■ INSTRUCTION
Rewrite all of the items below as a Markdown table with two columns, Row and Line. Put each non-blank line in its own row, numbered in order, and leave out blank lines.

■ INPUT RECORDS
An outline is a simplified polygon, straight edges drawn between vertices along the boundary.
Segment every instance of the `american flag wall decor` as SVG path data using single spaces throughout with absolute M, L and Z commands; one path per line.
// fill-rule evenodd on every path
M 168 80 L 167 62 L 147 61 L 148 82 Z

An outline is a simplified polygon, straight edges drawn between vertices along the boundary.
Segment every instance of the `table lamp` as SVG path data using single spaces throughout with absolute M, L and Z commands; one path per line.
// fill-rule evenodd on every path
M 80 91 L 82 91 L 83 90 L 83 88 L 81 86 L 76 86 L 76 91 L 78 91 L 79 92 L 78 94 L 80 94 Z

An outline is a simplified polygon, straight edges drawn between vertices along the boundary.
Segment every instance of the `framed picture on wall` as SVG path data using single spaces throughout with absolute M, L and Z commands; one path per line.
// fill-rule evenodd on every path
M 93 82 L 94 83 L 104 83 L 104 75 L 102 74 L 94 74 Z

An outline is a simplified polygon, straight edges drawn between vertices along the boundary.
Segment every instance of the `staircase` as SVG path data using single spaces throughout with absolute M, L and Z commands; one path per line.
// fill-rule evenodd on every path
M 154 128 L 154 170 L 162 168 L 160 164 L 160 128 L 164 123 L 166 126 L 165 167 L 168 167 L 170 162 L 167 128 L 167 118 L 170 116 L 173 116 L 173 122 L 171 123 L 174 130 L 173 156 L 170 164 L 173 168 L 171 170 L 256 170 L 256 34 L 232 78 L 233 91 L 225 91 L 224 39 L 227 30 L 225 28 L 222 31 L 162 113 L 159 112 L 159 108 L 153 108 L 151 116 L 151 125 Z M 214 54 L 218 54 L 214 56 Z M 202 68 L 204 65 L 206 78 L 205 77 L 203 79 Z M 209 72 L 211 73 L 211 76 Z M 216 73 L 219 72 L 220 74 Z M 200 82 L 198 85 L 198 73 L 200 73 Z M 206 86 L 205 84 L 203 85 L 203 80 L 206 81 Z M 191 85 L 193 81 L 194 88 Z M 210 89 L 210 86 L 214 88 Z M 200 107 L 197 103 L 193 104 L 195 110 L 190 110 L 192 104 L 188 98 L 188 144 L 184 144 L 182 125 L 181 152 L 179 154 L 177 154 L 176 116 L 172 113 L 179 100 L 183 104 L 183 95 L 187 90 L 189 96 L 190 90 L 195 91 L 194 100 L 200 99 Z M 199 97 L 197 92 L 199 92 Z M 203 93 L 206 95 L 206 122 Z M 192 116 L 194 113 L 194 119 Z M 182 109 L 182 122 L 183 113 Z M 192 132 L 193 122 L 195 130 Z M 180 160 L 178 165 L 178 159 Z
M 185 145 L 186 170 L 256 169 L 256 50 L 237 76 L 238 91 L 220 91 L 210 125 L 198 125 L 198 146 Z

■ RESULT OF THE TASK
| Row | Line |
|---|---|
| 1 | An outline is a simplified polygon, straight edges drawn between vertices along the boundary. |
| 2 | Segment every instance of the `american flag wall decor` as SVG path data using single spaces throughout with absolute M, L and Z commands; one path per line. |
| 3 | // fill-rule evenodd on every path |
| 4 | M 168 80 L 167 62 L 147 61 L 148 82 Z |
| 5 | An outline is a simplified polygon, straight edges drawn between vertices along the boundary. |
| 6 | Segment every instance of the `table lamp` as SVG path data using single spaces throughout with absolute M, L and Z commands; one path per line. |
| 7 | // fill-rule evenodd on every path |
| 8 | M 80 91 L 82 91 L 83 90 L 83 88 L 81 86 L 76 86 L 76 91 L 78 91 L 79 92 L 78 94 L 80 94 Z |
| 9 | An outline is a simplified polygon, straight edges drawn between vertices along the boundary. |
| 10 | Segment every instance of the `framed picture on wall` as SVG path data using single spaces throughout with absolute M, L and Z commands; one path per line. |
| 11 | // fill-rule evenodd on every path |
| 12 | M 93 82 L 94 83 L 104 83 L 104 75 L 102 74 L 94 74 Z |
| 13 | An outline is a simplified polygon, straight edges drawn between vertices along the boundary. |
| 14 | Segment every instance of the `staircase` as SVG path data using single spaces throughout with absolute M, L and Z commands; one path per line. |
| 15 | // fill-rule evenodd on every path |
| 16 | M 154 128 L 154 170 L 162 168 L 160 164 L 160 128 L 164 123 L 166 126 L 165 167 L 168 167 L 170 162 L 167 128 L 167 118 L 170 116 L 173 116 L 173 122 L 171 123 L 174 130 L 173 156 L 170 164 L 173 168 L 171 170 L 256 170 L 256 34 L 232 78 L 233 91 L 225 91 L 224 39 L 227 30 L 225 28 L 222 31 L 162 113 L 159 112 L 159 108 L 153 108 L 151 116 L 151 125 Z M 214 54 L 218 54 L 214 56 Z M 202 68 L 204 65 L 206 78 L 205 77 L 203 79 Z M 209 72 L 211 73 L 211 76 Z M 216 73 L 219 72 L 220 74 Z M 200 82 L 198 85 L 198 73 L 200 73 Z M 206 86 L 205 84 L 203 85 L 203 80 L 206 81 Z M 191 85 L 193 81 L 194 88 Z M 210 89 L 210 86 L 214 88 Z M 200 107 L 197 103 L 193 104 L 195 110 L 190 110 L 192 104 L 188 98 L 188 144 L 184 144 L 182 125 L 181 152 L 179 154 L 177 154 L 176 116 L 172 113 L 179 100 L 183 104 L 183 95 L 187 90 L 189 96 L 190 90 L 195 91 L 194 100 L 200 99 Z M 199 97 L 197 92 L 199 92 Z M 203 93 L 206 95 L 206 122 Z M 192 116 L 194 113 L 194 119 Z M 182 109 L 182 122 L 183 113 Z M 192 132 L 193 122 L 195 130 Z M 180 160 L 178 165 L 178 159 Z |
| 17 | M 185 145 L 186 170 L 256 169 L 256 50 L 237 76 L 238 91 L 220 91 L 210 125 L 198 125 L 198 146 Z |